*TASK BRIEF:* What you return should be every line of the material, unchanged.

Start of GIVEN ENTRIES

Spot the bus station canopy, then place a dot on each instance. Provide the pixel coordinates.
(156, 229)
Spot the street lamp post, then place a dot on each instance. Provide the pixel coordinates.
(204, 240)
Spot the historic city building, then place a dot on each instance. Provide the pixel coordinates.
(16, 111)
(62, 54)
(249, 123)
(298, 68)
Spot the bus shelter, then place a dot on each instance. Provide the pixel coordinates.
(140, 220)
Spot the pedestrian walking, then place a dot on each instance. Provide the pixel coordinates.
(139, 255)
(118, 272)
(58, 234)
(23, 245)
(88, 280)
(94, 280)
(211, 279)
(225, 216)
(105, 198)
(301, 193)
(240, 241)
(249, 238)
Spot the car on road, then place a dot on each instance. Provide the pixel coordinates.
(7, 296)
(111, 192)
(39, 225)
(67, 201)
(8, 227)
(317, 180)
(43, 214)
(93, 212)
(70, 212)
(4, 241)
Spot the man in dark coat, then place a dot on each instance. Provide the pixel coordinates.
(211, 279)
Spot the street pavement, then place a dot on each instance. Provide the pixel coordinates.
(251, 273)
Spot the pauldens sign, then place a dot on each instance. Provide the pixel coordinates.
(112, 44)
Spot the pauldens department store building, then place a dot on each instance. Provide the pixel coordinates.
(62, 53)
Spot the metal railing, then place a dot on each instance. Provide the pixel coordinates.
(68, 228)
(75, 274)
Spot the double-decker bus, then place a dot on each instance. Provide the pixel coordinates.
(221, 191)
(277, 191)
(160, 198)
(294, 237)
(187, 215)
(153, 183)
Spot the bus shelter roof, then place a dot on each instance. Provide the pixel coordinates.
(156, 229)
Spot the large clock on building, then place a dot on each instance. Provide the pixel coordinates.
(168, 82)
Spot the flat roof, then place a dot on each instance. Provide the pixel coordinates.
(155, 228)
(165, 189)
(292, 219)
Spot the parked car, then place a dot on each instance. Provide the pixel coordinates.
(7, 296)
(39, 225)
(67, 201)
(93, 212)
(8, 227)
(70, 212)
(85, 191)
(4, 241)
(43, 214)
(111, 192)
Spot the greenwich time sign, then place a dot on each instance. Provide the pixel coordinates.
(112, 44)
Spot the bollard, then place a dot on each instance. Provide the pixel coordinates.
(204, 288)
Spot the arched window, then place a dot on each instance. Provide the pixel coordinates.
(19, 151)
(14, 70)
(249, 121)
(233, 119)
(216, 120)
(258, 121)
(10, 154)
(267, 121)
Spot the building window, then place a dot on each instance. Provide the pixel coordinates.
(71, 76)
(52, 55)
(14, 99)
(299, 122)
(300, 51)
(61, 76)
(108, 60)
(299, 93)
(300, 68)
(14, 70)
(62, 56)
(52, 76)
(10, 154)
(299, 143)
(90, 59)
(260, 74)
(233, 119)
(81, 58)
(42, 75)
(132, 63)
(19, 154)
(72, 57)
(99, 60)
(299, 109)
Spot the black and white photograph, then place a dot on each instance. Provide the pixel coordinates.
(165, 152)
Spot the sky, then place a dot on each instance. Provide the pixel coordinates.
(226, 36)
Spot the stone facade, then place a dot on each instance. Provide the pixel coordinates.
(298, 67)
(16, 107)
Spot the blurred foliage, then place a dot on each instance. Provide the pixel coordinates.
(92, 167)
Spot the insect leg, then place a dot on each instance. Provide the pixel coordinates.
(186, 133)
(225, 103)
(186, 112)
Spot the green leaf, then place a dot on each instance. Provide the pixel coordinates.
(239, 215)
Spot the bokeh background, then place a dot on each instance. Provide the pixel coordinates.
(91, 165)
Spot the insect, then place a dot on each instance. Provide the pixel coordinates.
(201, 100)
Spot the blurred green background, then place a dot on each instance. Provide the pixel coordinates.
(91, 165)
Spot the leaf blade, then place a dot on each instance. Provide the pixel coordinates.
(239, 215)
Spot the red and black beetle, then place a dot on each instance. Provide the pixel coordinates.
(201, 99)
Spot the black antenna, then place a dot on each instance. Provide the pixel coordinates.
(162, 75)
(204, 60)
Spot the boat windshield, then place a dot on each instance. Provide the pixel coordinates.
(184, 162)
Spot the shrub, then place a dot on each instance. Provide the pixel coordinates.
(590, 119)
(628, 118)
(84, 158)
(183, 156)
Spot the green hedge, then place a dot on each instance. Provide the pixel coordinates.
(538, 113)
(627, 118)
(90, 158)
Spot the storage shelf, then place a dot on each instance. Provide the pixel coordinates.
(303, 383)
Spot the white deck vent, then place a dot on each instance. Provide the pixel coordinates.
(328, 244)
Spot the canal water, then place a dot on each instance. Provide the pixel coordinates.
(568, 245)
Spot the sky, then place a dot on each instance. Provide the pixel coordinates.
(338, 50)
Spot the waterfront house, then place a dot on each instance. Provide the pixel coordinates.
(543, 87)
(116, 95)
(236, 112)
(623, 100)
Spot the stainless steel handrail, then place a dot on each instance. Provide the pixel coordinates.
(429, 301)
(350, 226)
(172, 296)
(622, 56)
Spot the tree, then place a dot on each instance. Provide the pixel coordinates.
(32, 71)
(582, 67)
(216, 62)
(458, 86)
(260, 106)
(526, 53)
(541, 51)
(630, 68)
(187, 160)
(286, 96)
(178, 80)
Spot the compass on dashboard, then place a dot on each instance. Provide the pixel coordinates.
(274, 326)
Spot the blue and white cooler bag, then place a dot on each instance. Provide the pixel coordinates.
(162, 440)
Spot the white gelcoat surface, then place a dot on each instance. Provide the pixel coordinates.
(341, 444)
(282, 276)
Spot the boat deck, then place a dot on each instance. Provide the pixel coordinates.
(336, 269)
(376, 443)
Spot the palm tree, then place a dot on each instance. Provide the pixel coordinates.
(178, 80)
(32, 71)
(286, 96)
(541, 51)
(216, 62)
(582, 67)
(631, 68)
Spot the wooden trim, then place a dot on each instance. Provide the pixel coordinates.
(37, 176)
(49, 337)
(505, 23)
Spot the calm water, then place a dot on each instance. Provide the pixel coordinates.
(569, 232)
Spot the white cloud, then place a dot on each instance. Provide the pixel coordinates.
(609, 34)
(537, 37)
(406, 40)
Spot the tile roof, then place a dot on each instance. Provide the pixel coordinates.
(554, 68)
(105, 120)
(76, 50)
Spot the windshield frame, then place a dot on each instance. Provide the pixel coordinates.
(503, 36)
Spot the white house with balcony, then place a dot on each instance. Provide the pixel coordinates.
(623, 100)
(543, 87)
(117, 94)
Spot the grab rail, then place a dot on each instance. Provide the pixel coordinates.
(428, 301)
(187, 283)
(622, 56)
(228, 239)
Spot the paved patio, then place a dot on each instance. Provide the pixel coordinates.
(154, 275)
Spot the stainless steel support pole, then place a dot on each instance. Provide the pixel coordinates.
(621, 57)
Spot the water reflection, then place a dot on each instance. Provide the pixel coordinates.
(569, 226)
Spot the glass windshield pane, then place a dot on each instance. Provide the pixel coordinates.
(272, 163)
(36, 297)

End of GIVEN ENTRIES

*EXPECTED OUTPUT:*
Spot the bus station canopy, then place a dot on each instance. Provide the pixel coordinates.
(156, 229)
Spot the street lamp post, then place a dot on each instance. Provide the pixel coordinates.
(204, 240)
Spot the historic city building, then place a dot on each instance. Provide the pixel coordinates.
(16, 111)
(62, 54)
(249, 123)
(298, 68)
Spot the bus shelter, then place a dot on each instance. Provide the pixel coordinates.
(140, 220)
Spot the pedestrian walking, then place a dot on each instance. Provide the pixel coordinates.
(139, 255)
(118, 272)
(58, 234)
(23, 245)
(88, 280)
(94, 280)
(211, 279)
(225, 216)
(105, 198)
(301, 193)
(240, 241)
(249, 238)
Spot the car on road, then place a dot on each instance. Provide the pixel coordinates.
(7, 296)
(111, 192)
(39, 225)
(67, 201)
(8, 227)
(317, 180)
(43, 214)
(93, 212)
(70, 212)
(4, 241)
Spot the man in dark coat, then place a dot on each instance. Provide the pixel coordinates.
(211, 279)
Spot the street pavement, then place a dot on each instance. Provide the pixel coordinates.
(251, 273)
Spot the pauldens sign, then place a dot on each instance. Provide the pixel coordinates.
(112, 44)
Spot the pauldens department store building, then place a dot on each instance. Provide the pixel coordinates.
(62, 53)
Spot the metal railing, then place a dot on each instance. Provide the pixel coordinates.
(68, 228)
(75, 274)
Spot the double-decker bus, then place a dot on each instance. Provide the pixel coordinates.
(221, 191)
(277, 191)
(160, 198)
(294, 237)
(187, 215)
(153, 183)
Spot the bus shelter roof, then place a dot on each instance. Provide the pixel coordinates.
(156, 229)
Spot the large clock on building, then place a dot on each instance. Provide the pixel coordinates.
(168, 82)
Spot the flat roof, then place a dot on each instance. Provide the pixel coordinates.
(155, 228)
(165, 189)
(292, 219)
Spot the parked car, then place a dot on each instance. Provide the pixel coordinates.
(7, 296)
(39, 225)
(67, 201)
(93, 212)
(8, 227)
(70, 212)
(85, 191)
(4, 241)
(43, 214)
(111, 192)
Spot the greenwich time sign, then place a dot on each instance. Provide the pixel coordinates.
(112, 44)
Spot the bollard, then place a dot on each instance. Provide the pixel coordinates.
(204, 288)
Spot the arched window, then place a dot on each instance. Provide the pixel coordinates.
(19, 151)
(14, 70)
(249, 121)
(233, 119)
(216, 120)
(258, 121)
(10, 154)
(267, 121)
Spot the building window, then place a dot on each instance. Provide the pixel coordinates.
(71, 76)
(52, 55)
(14, 99)
(299, 122)
(300, 51)
(61, 76)
(108, 60)
(299, 93)
(300, 68)
(14, 70)
(62, 56)
(52, 76)
(10, 154)
(299, 143)
(90, 59)
(260, 74)
(233, 119)
(81, 58)
(42, 75)
(132, 63)
(19, 154)
(72, 57)
(99, 60)
(299, 109)
Spot the black and white photograph, then place a dot on each instance. Provide the pixel coordinates.
(165, 152)
Spot the sky, then place a dot on each instance. Provide the pixel coordinates.
(226, 36)
Spot the stone facade, then place a dot on each instance. Provide the pixel coordinates.
(298, 67)
(16, 107)
Spot the blurred foliage, then place a dot on each instance. Provide the pixel coordinates.
(92, 167)
Spot the insect leg, then place a dot on each instance. Provide the pixel coordinates.
(186, 133)
(225, 103)
(186, 112)
Spot the green leaf, then place a dot on each instance. Provide the pixel coordinates.
(239, 215)
Spot the bokeh background, then place a dot on each instance. Provide the pixel coordinates.
(91, 165)
Spot the insect, then place a dot on each instance. Provide the pixel coordinates.
(201, 100)
Spot the blurred green background, then place a dot on each instance. Provide the pixel coordinates.
(91, 165)
Spot the leaf blade, then place a dot on each instance. Provide the pixel coordinates.
(239, 215)
Spot the red and black beetle, then place a dot on each instance. Provide the pixel coordinates.
(201, 99)
Spot the black antenna, then place a dot on each instance. Provide the pixel coordinates.
(162, 75)
(204, 60)
Spot the boat windshield, then place a dot on each instance. Provide the pixel coordinates.
(184, 162)
Spot the shrub, then place a dot on each instance. Provide the pixel coordinates.
(590, 119)
(628, 118)
(84, 158)
(183, 156)
Spot the green hedge, then place a dot on each instance. Provide the pixel coordinates.
(538, 113)
(627, 118)
(90, 158)
Spot the storage shelf, then place a dot on each instance. Provide the pixel coordinates.
(303, 383)
Spot the white deck vent, then place a dot on each instance. Provide the pixel coordinates.
(328, 244)
Spot the canal water, then place a dot on each instance. Provide the pixel coordinates.
(568, 245)
Spot the sky, then place a dot on each instance. Provide the pixel coordinates.
(338, 50)
Spot the waterfront house, then place a dot on each instance. Provide the pixel coordinates.
(543, 87)
(116, 95)
(236, 112)
(623, 100)
Spot the stainless steel handrail, then place a dot on each instance. Provide the pixel coordinates.
(429, 301)
(350, 226)
(172, 296)
(622, 56)
Spot the tree, then place a dot on each instance. Provide the pixel coordinates.
(32, 71)
(582, 67)
(216, 62)
(458, 86)
(260, 106)
(526, 53)
(541, 51)
(630, 68)
(187, 160)
(286, 96)
(178, 80)
Spot the compass on dashboard, then place a dot on each instance. Provide the pixel coordinates.
(274, 326)
Spot the blue and white cooler bag, then place a dot on each instance. Provide the pixel coordinates.
(162, 440)
Spot the white gelcoat surface, then place a dot on each instance. Provide the pixel coordinates.
(341, 444)
(282, 276)
Spot the boat deck, then place a dot on each instance. Provide the pixel coordinates.
(336, 269)
(376, 443)
Spot the palm tree, then place a dot on each instance. Provide the pixel coordinates.
(178, 80)
(32, 71)
(286, 96)
(541, 51)
(216, 62)
(582, 67)
(631, 68)
Spot the wooden trim, then place a dot on each instance. Provide the pixel coordinates.
(37, 176)
(49, 337)
(505, 23)
Spot the calm water, then place a dot on each instance. Provide the pixel coordinates.
(569, 232)
Spot the white cloud, then place a dot on each instance. Provide the pixel coordinates.
(609, 34)
(537, 37)
(406, 40)
Spot the tile roof, then place a dot on each instance. Provide the pixel coordinates.
(554, 68)
(105, 120)
(76, 50)
Spot the windshield frame, then place a dot on each instance. Provide the pixel coordinates.
(503, 36)
Spot the white house with balcony, then place a dot on each instance. Provide the pixel coordinates.
(623, 100)
(543, 87)
(117, 94)
Spot the grab rail, then place a dot on each instance. Provide the pixel coordinates.
(428, 301)
(187, 283)
(622, 56)
(228, 239)
Spot the paved patio, then place a dot on each instance. Provide the pixel coordinates.
(154, 275)
Spot the stainless steel support pole, then place a dot on each instance. Provide the pixel coordinates.
(621, 57)
Spot the water reflection, then place a dot on each instance. Provide the pixel coordinates.
(569, 226)
Spot the glass windshield pane, then place a dot on each instance. Provide the pixel coordinates.
(272, 163)
(36, 297)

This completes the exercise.